OBJECTIVE – Show every line of the data below that contains the word "window", copying each such line in full.

— start GIVEN DATA —

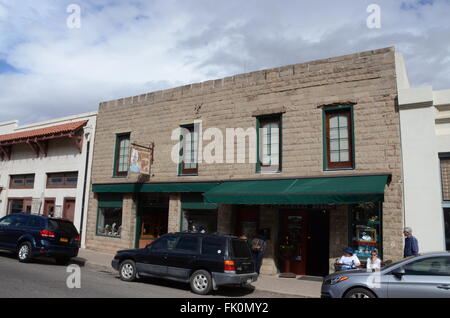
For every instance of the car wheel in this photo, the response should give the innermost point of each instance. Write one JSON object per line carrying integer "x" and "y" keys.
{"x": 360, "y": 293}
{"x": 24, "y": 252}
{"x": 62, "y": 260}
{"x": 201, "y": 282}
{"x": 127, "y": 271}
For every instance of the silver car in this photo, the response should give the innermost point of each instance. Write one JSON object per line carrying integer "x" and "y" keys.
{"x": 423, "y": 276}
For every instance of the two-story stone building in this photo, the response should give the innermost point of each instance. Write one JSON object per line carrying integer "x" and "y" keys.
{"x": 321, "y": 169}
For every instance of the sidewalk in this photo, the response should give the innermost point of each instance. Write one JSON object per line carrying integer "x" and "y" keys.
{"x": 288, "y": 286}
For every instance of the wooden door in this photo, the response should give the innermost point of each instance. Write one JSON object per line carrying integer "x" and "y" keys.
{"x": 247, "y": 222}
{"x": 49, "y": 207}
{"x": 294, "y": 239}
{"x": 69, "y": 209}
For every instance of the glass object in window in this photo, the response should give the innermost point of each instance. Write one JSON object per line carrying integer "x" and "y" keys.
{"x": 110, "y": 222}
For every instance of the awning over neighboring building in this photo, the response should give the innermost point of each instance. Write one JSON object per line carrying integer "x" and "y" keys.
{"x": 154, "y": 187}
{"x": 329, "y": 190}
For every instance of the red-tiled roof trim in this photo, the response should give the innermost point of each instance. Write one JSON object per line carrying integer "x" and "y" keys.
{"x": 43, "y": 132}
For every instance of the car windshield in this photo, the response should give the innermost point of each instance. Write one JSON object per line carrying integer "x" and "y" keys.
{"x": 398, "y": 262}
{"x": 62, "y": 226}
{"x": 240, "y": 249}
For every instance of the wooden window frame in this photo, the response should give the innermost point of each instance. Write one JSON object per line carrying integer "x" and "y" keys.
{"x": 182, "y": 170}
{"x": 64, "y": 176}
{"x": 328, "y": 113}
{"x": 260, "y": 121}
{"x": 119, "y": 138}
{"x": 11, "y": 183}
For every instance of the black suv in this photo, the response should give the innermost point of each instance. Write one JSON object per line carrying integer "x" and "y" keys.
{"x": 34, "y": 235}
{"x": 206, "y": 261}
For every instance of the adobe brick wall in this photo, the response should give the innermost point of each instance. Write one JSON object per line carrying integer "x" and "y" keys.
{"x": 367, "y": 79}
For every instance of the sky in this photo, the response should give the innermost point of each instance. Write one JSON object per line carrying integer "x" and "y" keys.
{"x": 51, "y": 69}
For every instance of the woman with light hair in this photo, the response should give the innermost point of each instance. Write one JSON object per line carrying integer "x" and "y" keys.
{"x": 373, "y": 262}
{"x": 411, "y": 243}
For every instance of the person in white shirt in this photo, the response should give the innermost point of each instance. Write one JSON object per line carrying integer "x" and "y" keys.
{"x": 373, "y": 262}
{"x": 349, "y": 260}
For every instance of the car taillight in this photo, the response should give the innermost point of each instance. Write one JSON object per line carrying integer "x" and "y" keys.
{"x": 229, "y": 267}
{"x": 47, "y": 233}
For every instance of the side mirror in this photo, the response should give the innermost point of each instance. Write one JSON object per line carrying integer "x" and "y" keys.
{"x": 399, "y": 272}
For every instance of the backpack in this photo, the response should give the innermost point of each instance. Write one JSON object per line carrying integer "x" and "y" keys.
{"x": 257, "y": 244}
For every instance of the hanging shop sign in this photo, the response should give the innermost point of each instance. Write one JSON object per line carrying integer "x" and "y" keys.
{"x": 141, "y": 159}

— end GIVEN DATA —
— start GIVEN DATA —

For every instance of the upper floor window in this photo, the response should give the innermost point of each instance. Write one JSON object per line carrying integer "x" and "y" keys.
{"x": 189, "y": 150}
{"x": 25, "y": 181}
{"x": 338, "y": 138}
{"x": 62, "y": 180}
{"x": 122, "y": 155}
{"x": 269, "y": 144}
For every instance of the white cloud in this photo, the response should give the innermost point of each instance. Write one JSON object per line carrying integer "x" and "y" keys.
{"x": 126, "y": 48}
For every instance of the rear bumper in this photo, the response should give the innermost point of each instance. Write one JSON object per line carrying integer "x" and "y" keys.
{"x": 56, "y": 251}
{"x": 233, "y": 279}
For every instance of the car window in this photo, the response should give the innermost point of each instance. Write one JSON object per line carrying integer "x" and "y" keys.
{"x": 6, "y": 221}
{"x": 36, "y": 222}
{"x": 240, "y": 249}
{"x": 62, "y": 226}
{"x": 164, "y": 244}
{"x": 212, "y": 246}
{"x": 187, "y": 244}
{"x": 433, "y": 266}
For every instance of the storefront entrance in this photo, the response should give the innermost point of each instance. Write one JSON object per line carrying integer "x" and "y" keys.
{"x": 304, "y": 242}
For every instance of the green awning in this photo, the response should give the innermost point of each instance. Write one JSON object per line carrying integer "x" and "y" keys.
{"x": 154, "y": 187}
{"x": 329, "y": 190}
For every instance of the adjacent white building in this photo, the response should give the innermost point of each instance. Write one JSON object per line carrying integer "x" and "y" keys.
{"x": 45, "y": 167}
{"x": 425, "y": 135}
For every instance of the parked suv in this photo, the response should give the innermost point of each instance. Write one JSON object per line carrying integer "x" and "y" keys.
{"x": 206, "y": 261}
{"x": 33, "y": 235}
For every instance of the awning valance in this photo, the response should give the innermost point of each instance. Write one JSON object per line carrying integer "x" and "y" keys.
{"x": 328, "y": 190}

— end GIVEN DATA —

REPLY TO THE EXERCISE –
For every instance of the glass object in window in this photo, the response should give the innermost point of each instance. Write one JSON object per line carrying integer "x" and "y" keys.
For every instance of the wooden window frame in this photo, the response should give the innermost point of each instance. Write one JSON object per line carrying integer "x" and "y" keys.
For every instance of the upper floor window in this photo, the response should give the innermost point of each instance. Write one JSON object per line carrying integer "x" and "y" keys.
For every instance of the car window in this photo, the response should give the innermost point of each instance. Write one JSON object per line carrying integer "x" and "y" keys.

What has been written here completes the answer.